[Entries from a dataset]
__________________________________________________

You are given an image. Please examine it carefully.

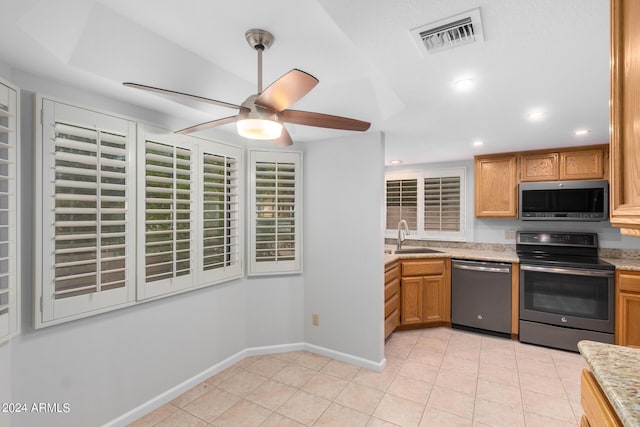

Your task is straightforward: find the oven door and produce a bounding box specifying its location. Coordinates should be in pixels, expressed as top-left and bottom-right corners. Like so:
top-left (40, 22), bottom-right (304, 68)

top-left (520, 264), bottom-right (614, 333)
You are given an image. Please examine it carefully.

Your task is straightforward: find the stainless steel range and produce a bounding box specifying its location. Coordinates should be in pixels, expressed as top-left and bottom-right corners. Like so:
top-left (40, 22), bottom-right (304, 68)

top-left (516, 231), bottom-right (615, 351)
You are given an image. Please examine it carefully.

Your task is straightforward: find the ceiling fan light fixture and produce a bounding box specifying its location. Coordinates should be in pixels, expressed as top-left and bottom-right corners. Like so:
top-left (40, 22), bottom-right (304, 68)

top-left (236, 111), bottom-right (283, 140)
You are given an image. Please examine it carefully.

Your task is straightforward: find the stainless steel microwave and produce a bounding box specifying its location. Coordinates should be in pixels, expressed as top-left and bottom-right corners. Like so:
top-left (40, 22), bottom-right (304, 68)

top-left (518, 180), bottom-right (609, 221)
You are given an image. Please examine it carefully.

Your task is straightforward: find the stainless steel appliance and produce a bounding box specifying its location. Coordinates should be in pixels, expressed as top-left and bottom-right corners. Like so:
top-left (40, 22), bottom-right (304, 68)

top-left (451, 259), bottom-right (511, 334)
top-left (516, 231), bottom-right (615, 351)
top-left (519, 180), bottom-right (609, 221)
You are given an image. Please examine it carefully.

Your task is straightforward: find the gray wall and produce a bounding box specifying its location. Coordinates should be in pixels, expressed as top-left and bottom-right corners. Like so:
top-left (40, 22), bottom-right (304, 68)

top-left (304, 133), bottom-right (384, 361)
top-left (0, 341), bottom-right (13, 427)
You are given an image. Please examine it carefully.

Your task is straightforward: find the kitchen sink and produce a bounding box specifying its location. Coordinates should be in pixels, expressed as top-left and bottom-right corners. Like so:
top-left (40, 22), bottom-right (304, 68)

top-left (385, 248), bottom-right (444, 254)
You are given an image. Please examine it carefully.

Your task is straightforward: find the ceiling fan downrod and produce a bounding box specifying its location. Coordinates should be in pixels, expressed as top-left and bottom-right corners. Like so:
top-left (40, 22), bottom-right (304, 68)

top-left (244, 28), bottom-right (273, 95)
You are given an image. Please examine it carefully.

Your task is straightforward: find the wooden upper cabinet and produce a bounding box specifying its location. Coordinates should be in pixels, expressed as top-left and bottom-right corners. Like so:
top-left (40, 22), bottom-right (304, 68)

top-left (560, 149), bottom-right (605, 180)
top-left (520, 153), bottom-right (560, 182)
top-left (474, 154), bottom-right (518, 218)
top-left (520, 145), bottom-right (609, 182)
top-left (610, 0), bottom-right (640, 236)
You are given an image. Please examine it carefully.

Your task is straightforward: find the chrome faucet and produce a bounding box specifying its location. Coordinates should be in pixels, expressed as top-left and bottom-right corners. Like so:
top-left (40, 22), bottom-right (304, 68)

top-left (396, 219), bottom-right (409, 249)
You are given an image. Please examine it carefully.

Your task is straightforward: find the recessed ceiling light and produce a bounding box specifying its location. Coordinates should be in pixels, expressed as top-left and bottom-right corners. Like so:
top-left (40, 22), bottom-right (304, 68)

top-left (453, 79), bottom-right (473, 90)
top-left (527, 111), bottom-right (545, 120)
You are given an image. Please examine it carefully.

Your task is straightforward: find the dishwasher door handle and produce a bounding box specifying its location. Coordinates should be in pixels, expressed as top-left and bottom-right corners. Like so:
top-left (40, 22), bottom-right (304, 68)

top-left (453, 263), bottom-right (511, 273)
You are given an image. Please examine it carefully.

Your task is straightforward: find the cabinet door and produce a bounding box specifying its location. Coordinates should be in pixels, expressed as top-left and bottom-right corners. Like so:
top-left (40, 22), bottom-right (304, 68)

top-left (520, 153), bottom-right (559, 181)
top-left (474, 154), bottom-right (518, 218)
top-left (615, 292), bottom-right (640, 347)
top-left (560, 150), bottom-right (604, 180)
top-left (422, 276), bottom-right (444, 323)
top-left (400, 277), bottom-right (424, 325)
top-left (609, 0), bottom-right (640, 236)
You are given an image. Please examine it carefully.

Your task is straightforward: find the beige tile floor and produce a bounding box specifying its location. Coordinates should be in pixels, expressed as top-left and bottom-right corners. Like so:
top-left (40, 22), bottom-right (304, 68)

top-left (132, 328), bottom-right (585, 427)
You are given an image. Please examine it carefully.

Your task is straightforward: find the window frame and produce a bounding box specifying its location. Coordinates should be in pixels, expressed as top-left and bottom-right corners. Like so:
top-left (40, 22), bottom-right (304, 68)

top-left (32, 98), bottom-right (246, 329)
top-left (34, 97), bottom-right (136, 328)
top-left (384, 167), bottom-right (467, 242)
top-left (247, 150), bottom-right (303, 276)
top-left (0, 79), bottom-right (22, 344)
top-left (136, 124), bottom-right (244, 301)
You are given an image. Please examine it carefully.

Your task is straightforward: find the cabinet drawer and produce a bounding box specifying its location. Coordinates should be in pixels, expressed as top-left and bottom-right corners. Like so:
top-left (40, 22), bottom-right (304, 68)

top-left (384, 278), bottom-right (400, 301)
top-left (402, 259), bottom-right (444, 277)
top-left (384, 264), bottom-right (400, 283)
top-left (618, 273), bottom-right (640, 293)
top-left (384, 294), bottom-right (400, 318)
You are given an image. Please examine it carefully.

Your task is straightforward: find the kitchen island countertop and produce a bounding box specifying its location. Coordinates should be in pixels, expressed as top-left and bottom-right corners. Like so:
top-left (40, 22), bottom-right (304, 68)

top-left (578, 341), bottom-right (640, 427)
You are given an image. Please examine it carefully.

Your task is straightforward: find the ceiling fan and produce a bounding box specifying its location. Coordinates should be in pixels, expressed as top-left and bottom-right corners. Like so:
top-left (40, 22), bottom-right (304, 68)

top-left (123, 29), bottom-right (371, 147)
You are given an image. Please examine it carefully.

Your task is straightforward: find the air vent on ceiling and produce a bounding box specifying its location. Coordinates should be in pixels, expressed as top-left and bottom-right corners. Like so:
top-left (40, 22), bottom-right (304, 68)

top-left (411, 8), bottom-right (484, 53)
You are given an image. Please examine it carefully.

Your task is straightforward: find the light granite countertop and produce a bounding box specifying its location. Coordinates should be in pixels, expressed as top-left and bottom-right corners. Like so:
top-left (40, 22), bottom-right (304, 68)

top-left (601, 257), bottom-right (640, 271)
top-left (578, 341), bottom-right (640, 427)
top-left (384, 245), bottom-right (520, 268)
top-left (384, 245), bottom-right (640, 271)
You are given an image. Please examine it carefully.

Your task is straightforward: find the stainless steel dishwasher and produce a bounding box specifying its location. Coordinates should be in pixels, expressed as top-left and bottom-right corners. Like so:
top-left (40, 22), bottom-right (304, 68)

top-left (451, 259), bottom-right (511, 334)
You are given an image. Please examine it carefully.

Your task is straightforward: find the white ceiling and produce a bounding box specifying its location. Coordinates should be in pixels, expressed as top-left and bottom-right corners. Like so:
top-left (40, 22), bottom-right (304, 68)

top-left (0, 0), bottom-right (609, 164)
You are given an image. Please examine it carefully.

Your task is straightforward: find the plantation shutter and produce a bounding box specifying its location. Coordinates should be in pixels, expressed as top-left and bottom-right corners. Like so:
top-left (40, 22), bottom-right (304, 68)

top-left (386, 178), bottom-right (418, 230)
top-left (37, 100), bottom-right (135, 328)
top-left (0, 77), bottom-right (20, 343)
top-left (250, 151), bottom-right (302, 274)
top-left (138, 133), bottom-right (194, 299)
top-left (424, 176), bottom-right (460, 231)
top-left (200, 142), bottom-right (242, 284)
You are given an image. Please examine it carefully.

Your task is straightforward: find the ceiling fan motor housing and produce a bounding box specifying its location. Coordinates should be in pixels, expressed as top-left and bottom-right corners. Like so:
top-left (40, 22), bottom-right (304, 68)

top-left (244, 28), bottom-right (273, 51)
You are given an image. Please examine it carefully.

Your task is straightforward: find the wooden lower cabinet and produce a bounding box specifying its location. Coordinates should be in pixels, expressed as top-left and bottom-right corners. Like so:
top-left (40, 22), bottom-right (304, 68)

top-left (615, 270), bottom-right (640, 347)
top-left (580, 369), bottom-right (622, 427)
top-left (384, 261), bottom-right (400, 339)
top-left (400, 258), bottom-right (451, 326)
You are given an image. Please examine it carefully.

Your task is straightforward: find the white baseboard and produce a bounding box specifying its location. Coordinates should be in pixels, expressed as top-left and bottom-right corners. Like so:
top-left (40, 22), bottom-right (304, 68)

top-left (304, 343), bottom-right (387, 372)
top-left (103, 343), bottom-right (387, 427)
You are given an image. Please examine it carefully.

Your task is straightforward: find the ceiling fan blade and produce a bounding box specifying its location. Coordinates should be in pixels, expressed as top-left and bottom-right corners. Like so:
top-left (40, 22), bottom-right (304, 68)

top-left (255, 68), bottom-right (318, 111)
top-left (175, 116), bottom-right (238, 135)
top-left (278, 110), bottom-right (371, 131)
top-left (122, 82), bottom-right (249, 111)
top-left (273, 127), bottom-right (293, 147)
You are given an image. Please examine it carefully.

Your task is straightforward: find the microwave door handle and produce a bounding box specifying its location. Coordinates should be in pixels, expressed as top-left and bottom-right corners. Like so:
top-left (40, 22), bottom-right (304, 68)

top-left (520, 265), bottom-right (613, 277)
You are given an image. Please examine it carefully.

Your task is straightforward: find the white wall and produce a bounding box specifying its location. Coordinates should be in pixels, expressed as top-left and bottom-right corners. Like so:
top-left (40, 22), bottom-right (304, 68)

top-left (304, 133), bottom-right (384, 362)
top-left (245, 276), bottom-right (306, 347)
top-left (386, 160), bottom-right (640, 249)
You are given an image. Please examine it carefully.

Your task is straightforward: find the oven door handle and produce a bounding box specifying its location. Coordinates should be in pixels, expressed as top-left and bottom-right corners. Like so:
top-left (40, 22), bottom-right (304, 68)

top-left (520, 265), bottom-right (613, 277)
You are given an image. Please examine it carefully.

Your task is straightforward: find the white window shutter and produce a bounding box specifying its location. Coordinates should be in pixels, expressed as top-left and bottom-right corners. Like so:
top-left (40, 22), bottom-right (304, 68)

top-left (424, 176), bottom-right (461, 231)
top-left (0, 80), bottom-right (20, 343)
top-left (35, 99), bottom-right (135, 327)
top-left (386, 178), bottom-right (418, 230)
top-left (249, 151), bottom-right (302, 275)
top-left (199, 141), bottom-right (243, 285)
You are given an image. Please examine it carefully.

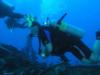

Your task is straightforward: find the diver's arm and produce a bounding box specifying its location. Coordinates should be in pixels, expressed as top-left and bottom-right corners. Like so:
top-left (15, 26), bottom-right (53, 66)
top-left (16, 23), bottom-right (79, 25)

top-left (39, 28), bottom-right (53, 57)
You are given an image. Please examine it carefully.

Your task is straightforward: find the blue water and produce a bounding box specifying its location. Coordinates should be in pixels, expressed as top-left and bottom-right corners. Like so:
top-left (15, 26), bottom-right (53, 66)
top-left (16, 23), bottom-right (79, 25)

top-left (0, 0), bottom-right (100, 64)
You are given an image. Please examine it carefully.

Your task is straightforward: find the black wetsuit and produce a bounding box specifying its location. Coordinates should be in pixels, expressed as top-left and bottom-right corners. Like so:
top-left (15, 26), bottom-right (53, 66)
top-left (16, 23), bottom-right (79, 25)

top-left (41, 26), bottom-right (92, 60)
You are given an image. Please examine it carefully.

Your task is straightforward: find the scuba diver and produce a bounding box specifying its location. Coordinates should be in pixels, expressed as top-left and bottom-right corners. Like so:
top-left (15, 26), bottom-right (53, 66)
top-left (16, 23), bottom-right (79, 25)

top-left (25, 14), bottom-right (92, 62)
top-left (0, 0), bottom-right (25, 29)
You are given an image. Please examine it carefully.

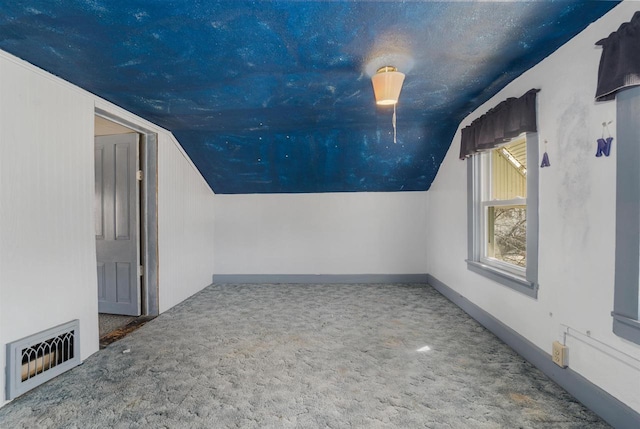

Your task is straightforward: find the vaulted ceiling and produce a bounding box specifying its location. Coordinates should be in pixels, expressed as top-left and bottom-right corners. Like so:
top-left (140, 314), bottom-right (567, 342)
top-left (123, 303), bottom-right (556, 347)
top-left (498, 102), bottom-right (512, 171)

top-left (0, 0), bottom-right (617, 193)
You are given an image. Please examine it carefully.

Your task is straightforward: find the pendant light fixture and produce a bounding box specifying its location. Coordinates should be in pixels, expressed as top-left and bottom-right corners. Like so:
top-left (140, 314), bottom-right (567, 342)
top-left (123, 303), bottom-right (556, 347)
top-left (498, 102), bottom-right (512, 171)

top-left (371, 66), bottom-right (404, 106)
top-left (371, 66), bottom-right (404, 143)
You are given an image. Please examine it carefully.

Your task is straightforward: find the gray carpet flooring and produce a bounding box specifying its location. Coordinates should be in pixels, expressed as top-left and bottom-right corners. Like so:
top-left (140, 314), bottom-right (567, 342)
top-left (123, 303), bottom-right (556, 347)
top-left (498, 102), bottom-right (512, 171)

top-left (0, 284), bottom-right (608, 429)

__________________________________________________

▶ Your task
Rewrite the rows from the start of the records through the line containing "top-left (520, 264), bottom-right (614, 333)", inclusive, swapping "oven door" for "range hood" and changing nothing else. Leave out the picture.

▶ Result below
You are given an image. Please examine it carefully.


Your task is straightforward: find the range hood and produce a bounding box specifying its location. Coordinates should be in pixels, expressed as top-left and bottom-right corners. Like so:
top-left (40, 22), bottom-right (304, 68)

top-left (520, 264), bottom-right (614, 333)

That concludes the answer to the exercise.